Problem description:
In the lines below, put "ship" in place of every "boat" and leave everything else unchanged.

Data for this exercise:
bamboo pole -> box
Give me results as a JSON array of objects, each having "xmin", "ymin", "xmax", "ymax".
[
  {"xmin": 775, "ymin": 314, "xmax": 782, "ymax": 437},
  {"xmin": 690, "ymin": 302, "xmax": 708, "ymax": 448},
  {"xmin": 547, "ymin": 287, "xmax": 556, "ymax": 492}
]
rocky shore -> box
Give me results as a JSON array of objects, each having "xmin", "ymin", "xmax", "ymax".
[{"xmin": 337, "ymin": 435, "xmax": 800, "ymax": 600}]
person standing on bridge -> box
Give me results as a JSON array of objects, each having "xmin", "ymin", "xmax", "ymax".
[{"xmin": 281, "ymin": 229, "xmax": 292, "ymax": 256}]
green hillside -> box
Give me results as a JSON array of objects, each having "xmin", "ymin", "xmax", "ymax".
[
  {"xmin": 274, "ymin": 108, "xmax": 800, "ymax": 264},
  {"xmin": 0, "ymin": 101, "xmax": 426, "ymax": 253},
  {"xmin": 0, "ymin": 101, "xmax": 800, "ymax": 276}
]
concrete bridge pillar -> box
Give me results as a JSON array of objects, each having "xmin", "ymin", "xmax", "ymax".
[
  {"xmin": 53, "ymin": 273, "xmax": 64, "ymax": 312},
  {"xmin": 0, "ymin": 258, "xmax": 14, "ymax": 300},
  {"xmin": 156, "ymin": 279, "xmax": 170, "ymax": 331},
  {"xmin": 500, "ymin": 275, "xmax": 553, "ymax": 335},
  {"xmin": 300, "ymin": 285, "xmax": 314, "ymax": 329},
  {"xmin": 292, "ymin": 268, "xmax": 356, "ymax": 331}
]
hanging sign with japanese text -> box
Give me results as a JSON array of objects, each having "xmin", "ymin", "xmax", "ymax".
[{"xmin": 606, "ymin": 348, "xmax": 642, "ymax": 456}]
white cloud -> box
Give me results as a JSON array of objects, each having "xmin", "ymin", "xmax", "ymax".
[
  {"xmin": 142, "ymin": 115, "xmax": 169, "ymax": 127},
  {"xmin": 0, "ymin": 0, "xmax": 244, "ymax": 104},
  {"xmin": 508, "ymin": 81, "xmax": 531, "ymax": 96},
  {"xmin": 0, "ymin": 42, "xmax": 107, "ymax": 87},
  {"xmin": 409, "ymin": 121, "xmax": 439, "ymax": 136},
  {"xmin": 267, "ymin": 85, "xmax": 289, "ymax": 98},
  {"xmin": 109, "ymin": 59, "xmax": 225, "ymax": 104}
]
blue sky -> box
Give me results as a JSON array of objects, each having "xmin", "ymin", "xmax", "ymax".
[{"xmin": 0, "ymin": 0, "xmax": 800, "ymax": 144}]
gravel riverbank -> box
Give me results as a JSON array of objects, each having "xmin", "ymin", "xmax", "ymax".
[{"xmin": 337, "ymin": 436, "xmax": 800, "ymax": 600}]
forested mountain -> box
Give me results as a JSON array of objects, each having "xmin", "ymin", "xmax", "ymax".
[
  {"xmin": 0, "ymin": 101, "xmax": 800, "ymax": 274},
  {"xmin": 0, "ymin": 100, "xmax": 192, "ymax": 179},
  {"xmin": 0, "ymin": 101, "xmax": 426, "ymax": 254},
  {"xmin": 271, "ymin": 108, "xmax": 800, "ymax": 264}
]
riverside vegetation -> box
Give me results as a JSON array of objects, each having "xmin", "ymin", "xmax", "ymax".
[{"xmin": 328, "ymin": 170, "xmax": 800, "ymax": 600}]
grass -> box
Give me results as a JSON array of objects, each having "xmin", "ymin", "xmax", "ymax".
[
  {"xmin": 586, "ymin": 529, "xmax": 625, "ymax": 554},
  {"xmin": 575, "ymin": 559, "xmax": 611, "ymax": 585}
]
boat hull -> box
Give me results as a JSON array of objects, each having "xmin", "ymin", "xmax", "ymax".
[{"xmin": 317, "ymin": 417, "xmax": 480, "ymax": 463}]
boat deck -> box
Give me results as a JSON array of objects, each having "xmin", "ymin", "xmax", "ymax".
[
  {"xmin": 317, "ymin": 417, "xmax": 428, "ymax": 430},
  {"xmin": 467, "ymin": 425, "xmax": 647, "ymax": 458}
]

Solution:
bamboo pole -> box
Give me results as a JSON array of objects, each having "xmin", "ymin", "xmax", "ymax".
[
  {"xmin": 775, "ymin": 314, "xmax": 782, "ymax": 437},
  {"xmin": 690, "ymin": 302, "xmax": 708, "ymax": 448},
  {"xmin": 547, "ymin": 287, "xmax": 556, "ymax": 492}
]
rocky shore -> box
Give me results as a JSON array of objects, each having "xmin", "ymin", "xmax", "ymax".
[{"xmin": 337, "ymin": 435, "xmax": 800, "ymax": 600}]
person standing on bridge -> box
Give me results as a JSON array of objects, each having "xmin", "ymin", "xmax", "ymax".
[{"xmin": 281, "ymin": 229, "xmax": 292, "ymax": 256}]
green hillside -> box
Give me results as a JSON array of objects, each having "xmin", "ymin", "xmax", "ymax".
[
  {"xmin": 274, "ymin": 108, "xmax": 800, "ymax": 264},
  {"xmin": 0, "ymin": 101, "xmax": 426, "ymax": 253},
  {"xmin": 0, "ymin": 101, "xmax": 800, "ymax": 276}
]
concrete bridge pillar -> box
Give me results as a JSON array of objects, each having "xmin", "ymin", "xmax", "ymax".
[
  {"xmin": 53, "ymin": 273, "xmax": 64, "ymax": 312},
  {"xmin": 0, "ymin": 258, "xmax": 14, "ymax": 300},
  {"xmin": 156, "ymin": 279, "xmax": 170, "ymax": 331},
  {"xmin": 500, "ymin": 275, "xmax": 553, "ymax": 335},
  {"xmin": 300, "ymin": 285, "xmax": 314, "ymax": 329},
  {"xmin": 292, "ymin": 268, "xmax": 356, "ymax": 331}
]
hanging sign with japanese text -> box
Give me results as a JSON array of objects, each having "xmin", "ymin", "xmax", "ymax".
[{"xmin": 606, "ymin": 348, "xmax": 642, "ymax": 456}]
white cloud -> box
Give me results as a JSON array of objects, each having "xmin", "ymin", "xmax", "ymax".
[
  {"xmin": 142, "ymin": 115, "xmax": 169, "ymax": 127},
  {"xmin": 0, "ymin": 0, "xmax": 244, "ymax": 104},
  {"xmin": 508, "ymin": 81, "xmax": 531, "ymax": 96},
  {"xmin": 0, "ymin": 42, "xmax": 107, "ymax": 87},
  {"xmin": 409, "ymin": 121, "xmax": 439, "ymax": 136},
  {"xmin": 267, "ymin": 85, "xmax": 289, "ymax": 98},
  {"xmin": 109, "ymin": 59, "xmax": 225, "ymax": 104}
]
blue sky -> box
Give me results as a JSON array of objects, each having "xmin", "ymin", "xmax", "ymax".
[{"xmin": 0, "ymin": 0, "xmax": 800, "ymax": 144}]
gravel riverbank -> box
Give me results as a JSON array of objects, each having "xmin", "ymin", "xmax", "ymax".
[{"xmin": 337, "ymin": 436, "xmax": 800, "ymax": 600}]
forested mountain -> box
Give me results as a JSON array of objects, each having "xmin", "ymin", "xmax", "ymax".
[
  {"xmin": 0, "ymin": 101, "xmax": 800, "ymax": 274},
  {"xmin": 0, "ymin": 100, "xmax": 192, "ymax": 179},
  {"xmin": 0, "ymin": 101, "xmax": 426, "ymax": 254},
  {"xmin": 271, "ymin": 108, "xmax": 800, "ymax": 264}
]
riverside vegetation -> box
Give me results as a JSON array of objects, each having "xmin", "ymin", "xmax", "ymax".
[{"xmin": 328, "ymin": 170, "xmax": 800, "ymax": 600}]
grass -> box
Give me results as a JSON array of objects, each having "xmin", "ymin", "xmax", "ymax".
[
  {"xmin": 586, "ymin": 529, "xmax": 625, "ymax": 554},
  {"xmin": 575, "ymin": 559, "xmax": 611, "ymax": 585}
]
ship hull -> box
Give me results as a JSON array of objects, each having "xmin", "ymin", "xmax", "ymax".
[{"xmin": 317, "ymin": 417, "xmax": 480, "ymax": 463}]
ship deck -> box
Give me results as a JSON array of objects, each having "xmin", "ymin", "xmax", "ymax".
[
  {"xmin": 317, "ymin": 417, "xmax": 428, "ymax": 430},
  {"xmin": 467, "ymin": 425, "xmax": 647, "ymax": 458}
]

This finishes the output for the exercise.